EXERCISE DETAILS → Give the data again in full, exactly as written below.

(Data excerpts)
<<<<

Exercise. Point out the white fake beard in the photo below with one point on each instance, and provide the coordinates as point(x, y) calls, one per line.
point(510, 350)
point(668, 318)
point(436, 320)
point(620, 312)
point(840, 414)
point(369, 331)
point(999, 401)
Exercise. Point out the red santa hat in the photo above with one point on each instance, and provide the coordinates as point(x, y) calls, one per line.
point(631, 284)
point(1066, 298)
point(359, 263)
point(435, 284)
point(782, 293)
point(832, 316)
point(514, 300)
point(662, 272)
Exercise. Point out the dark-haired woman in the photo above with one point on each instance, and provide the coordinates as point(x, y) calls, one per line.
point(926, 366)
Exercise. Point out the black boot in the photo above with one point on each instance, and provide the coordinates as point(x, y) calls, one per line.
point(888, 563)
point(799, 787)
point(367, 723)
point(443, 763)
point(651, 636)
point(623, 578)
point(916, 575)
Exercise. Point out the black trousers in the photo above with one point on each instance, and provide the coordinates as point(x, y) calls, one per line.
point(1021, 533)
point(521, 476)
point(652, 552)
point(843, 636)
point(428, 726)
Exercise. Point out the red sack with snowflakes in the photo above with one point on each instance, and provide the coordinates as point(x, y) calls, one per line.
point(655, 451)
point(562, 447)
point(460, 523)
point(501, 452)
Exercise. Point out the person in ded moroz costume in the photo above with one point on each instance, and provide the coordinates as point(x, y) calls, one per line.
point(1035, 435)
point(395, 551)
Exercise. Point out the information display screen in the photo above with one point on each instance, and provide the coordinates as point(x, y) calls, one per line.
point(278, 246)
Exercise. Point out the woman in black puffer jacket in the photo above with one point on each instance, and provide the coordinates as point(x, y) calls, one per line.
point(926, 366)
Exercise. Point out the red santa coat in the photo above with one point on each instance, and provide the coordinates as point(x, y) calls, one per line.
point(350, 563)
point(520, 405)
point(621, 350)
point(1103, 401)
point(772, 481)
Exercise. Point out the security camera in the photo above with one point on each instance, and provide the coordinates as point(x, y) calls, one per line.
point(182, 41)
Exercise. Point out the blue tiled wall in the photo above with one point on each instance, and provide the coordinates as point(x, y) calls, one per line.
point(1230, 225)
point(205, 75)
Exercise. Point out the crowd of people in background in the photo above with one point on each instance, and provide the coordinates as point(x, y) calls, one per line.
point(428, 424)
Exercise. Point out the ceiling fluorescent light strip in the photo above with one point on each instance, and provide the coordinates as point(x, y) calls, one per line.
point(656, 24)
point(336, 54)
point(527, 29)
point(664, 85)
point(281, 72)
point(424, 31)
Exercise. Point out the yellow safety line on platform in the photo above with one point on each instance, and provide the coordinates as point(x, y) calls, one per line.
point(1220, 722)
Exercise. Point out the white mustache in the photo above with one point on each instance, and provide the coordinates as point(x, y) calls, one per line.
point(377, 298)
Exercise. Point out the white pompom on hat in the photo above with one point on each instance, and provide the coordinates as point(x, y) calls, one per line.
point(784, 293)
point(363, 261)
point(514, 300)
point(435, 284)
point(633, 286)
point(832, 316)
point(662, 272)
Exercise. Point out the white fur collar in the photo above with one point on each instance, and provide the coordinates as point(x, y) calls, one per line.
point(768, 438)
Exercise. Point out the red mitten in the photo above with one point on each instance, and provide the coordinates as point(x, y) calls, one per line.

>>>>

RESULT BELOW →
Exercise. Point out the white fake beard in the photo below with one point on each instance, and provide the coordinates as point(x, y) calls, one per line.
point(510, 350)
point(668, 318)
point(436, 320)
point(620, 312)
point(840, 414)
point(369, 331)
point(999, 401)
Exercise. Point out the red santa hat in the photo above with one point on each instance, and provide the coordinates as point(x, y) calls, one per line.
point(631, 284)
point(1066, 298)
point(359, 263)
point(435, 284)
point(782, 293)
point(832, 316)
point(514, 300)
point(662, 272)
Exercise. Point out the dark-haired woman in the photo above with one point on each instance, and provide the coordinates as point(x, y) calls, one per line.
point(926, 366)
Exercise. Point out the black boot in the photo above with one point on each instance, and provide the coordinates as point(x, y) calls, one per line.
point(888, 563)
point(799, 787)
point(367, 723)
point(443, 763)
point(651, 636)
point(623, 578)
point(916, 575)
Exercise. Point out the black trousers in the photo above with one point on each instance, and provide the coordinates as point(x, y) calls, one per line.
point(1021, 533)
point(521, 476)
point(652, 552)
point(843, 636)
point(428, 726)
Exercise. Point out the red sack with snowflakes in the photo above with one point on each instance, and provide the coordinates as point(x, y) calls, one per line.
point(655, 451)
point(562, 447)
point(460, 523)
point(501, 452)
Exercise. Point out the person in ded moroz costume in the photo above with one point on each instance, and provide the coordinates as point(x, y) calls, one per line.
point(1035, 435)
point(395, 551)
Exercise. Point out the information display screen in the photo above with one point on each instance, and provide the coordinates as point(x, y) calls, one per line.
point(278, 246)
Exercise. Point out the woman in black puffer jacket in the photo above with one point on each instance, and provide the coordinates as point(x, y) calls, one per line.
point(926, 366)
Exercise. Point out the red santa coat in the photo above with one point on each instance, and provide the coordinates as point(x, y) calls, one per line.
point(350, 563)
point(520, 405)
point(621, 350)
point(1103, 401)
point(772, 481)
Exercise. Point out the security camera in the photo above with one point on each instance, and provide the coordinates as point(x, y) calls, one per line.
point(182, 41)
Exercise. Point out the blue tiled wall in the photo above with one point on each instance, and provide the coordinates as point(x, y) calls, one per line.
point(1230, 225)
point(205, 75)
Exercise. Point out the crowd of people in background in the photo above with one point on each instance, and provide the coordinates as point(x, y) calls, one per line.
point(428, 424)
Exercise. Point out the ceiling fluorescent light strip in the photo above with one point on each instance, and provide the coordinates as point(x, y) calls, one per line.
point(656, 24)
point(336, 54)
point(527, 29)
point(664, 85)
point(281, 72)
point(424, 31)
Exercise. Point out the yellow safety line on platform in the photo above with one point on each instance, and provide the coordinates as point(x, y) calls, one per line.
point(1220, 722)
Exercise. Point out the white mustache in the photo above with one point on each instance, and provide the coordinates as point(x, y) calls, one per line.
point(377, 298)
Exercise. Point out the white pompom on hat in the photo above with one point on each instance, and provide the coordinates as point(x, y) calls, one per line.
point(784, 293)
point(363, 261)
point(514, 300)
point(435, 284)
point(633, 286)
point(832, 316)
point(662, 272)
Exercise. Point out the white fur collar in the photo above with one point on each instance, and provide the coordinates as point(x, y) calls, one per line.
point(768, 438)
Exercise. Point out the red mitten in the photo above with one point on each instance, and provide the coordinates as point(x, y) calls, one per line.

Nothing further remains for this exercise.